### Requirements
Reproduce each record below exactly as written.

### Data records
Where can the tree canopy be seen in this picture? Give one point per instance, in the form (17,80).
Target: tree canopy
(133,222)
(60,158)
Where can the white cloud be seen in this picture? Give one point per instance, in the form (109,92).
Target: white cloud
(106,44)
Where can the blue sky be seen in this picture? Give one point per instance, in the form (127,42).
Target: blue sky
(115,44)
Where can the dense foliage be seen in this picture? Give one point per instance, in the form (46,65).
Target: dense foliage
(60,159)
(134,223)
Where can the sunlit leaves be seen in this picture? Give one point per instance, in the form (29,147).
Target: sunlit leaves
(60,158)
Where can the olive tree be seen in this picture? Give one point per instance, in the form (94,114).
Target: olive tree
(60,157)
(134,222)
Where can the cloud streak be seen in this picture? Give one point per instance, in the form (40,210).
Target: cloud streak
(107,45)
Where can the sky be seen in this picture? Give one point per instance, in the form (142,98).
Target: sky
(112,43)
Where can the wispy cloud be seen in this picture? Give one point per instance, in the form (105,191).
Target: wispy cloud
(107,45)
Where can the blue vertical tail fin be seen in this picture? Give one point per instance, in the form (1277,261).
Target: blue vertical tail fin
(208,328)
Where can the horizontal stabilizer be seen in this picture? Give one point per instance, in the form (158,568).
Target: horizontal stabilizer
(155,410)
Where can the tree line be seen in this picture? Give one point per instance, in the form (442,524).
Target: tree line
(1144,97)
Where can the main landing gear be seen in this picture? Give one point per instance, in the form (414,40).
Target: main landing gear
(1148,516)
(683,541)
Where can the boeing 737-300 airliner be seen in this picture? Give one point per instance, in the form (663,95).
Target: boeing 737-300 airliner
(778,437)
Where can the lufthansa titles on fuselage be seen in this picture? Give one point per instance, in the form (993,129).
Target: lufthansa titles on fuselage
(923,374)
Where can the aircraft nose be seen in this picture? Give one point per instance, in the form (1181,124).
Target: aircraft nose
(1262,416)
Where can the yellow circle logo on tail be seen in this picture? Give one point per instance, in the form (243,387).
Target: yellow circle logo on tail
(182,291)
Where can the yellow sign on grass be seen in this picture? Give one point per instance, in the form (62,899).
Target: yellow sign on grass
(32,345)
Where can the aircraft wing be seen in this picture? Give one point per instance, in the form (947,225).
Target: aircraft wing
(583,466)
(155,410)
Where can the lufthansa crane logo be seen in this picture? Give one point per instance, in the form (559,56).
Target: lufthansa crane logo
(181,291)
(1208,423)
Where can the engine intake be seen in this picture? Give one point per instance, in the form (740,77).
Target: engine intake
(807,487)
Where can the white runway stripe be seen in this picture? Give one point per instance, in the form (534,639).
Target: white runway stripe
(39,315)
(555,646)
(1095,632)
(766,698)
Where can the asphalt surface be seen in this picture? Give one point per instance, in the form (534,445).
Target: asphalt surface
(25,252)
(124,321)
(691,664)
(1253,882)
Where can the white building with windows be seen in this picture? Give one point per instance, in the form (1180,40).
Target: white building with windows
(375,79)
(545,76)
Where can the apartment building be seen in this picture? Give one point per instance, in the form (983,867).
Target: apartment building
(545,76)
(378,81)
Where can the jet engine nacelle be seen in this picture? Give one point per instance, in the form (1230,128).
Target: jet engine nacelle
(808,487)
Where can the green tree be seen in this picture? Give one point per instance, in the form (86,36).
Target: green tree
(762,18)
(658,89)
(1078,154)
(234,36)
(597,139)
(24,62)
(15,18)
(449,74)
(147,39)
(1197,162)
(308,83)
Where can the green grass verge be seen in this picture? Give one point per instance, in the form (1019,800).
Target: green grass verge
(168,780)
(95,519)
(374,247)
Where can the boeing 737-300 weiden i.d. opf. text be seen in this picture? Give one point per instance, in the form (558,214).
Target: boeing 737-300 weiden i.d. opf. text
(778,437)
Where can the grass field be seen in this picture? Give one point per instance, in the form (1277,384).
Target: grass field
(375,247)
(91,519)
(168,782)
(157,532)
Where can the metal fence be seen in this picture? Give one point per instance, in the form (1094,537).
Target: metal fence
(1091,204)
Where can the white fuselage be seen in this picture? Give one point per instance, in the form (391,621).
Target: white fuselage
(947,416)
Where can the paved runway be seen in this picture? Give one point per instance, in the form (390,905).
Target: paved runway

### Response to this exercise
Where can the tree canopy be seen in this picture? Give one point per instance, in the form (17,80).
Target: tree canopy
(133,222)
(60,158)
Where can the white cloud be seen in this picture? Give one point per instance, in the form (109,92).
Target: white cloud
(106,44)
Where can the blue sky be seen in this picture? Give one point per instance, in the form (127,42).
Target: blue sky
(115,44)
Where can the dense foliage be seen in this picture? Give one point per instance, in the form (46,65).
Target: dense foliage
(60,159)
(134,223)
Where can the sunlit leaves be seen in this picture? Give one point per instance, in the form (29,147).
Target: sunlit leaves
(60,158)
Where can the olive tree be seen in this picture? Give one point per instance, in the form (94,114).
Target: olive tree
(60,157)
(134,222)
Where can the cloud streak be seen in this picture? Give one point per instance, in the form (40,210).
Target: cloud streak
(107,45)
Where can the sky be seen in this picture? Give one point per instance, in the form (142,98).
Target: sky
(112,43)
Where can the wispy cloud be seen in this picture? Give one point per instance, in the form (105,191).
Target: wispy cloud
(107,45)
Where can the blue vertical tail fin be seen in this picture? Give one point per instance, in the form (1277,261).
Target: blue vertical tail fin
(208,328)
Where can the horizontal stabilizer be seen in this picture? Give one point per instance, in the form (158,568).
Target: horizontal stabilizer
(155,410)
Where can the tree line be seen in this picture? Give one point per instance, in the form (442,524).
Target: tree line
(1144,97)
Where can the main landing gear be seen in this picture? Give one point per instance, in the form (414,40).
Target: main landing gear
(1148,516)
(683,541)
Where can the boeing 737-300 airliner be seen in this picture? Give one point per instance, in the form (663,95).
Target: boeing 737-300 airliner
(778,437)
Where can the lufthansa titles on fuselage be seen in this picture? Give one point per instance, in the form (993,129).
Target: lufthansa titles on fuselage
(923,374)
Where can the aircraft nose be seen in this picture? Give one point per instance, in the form (1181,124).
Target: aircraft nose
(1262,416)
Where can the yellow circle logo on tail be seen in this picture? Give one point per instance, in the form (243,387).
Target: yellow circle logo on tail
(182,291)
Where can the yellow sign on grass be seen in this picture? Give one point per instance, in the form (62,899).
Target: yellow sign on grass
(32,345)
Where can the aircraft wing be seen in this picture? Give one point per instance, in the form (947,225).
Target: aircraft wing
(583,466)
(155,410)
Where can the lufthansa crane logo be seen in this picture? Give one point per instance, in the form (559,56).
Target: lufthansa crane logo
(181,291)
(1208,423)
Where can the engine intake be seen in this picture? Give one point per instance, in the form (740,77).
Target: engine intake
(807,487)
Where can the white runway stripe be seen in this picture? Give one point per instance, in the form (534,639).
Target: white runway stripe
(39,315)
(555,646)
(1095,632)
(766,698)
Where can the asphalt surface be seen in this picture? Give one point per instance, in the form (534,445).
Target: asphalt surface
(25,252)
(124,321)
(691,664)
(1253,882)
Where can the white building with windows be seen in this picture? Give one point per instance, in the form (1180,40).
Target: white building with windows
(375,79)
(545,76)
Where can the apartment building be seen in this picture? Give one point per instance, in the form (983,867).
Target: apartment building
(545,76)
(378,81)
Where can the jet engine nacelle be seen in this picture? Give one point per instance, in the form (1230,128).
Target: jet engine nacelle
(808,487)
Where can the green tree be seen in this picture? Give one point per instance, in the form (86,36).
Target: green tree
(762,18)
(658,89)
(1078,154)
(234,36)
(597,139)
(24,62)
(15,18)
(449,74)
(147,39)
(1197,162)
(308,83)
Where can the green grass verge be seen in this picture? Give one point per instance, in the form (1019,800).
Target: green grass verge
(168,780)
(95,519)
(374,247)
Where can the boeing 737-300 weiden i.d. opf. text be seen in this picture? Give one point per instance, in the form (558,214).
Target: boeing 737-300 weiden i.d. opf. text
(778,437)
Where can the grass field be seen in this picture? Give one point per instance, in the form (1277,384).
Target: grass field
(375,247)
(91,519)
(168,782)
(157,532)
Where can the metal fence be seen in this picture? Give one point per instance, in the form (1094,537).
Target: metal fence
(1091,204)
Where can the white fuselage be seen in this picture? Give one point per instance, in the form (391,621).
Target: white fuselage
(947,416)
Where can the paved runway be seen in this picture? Give one point per instance, in the form (390,905).
Target: paved runway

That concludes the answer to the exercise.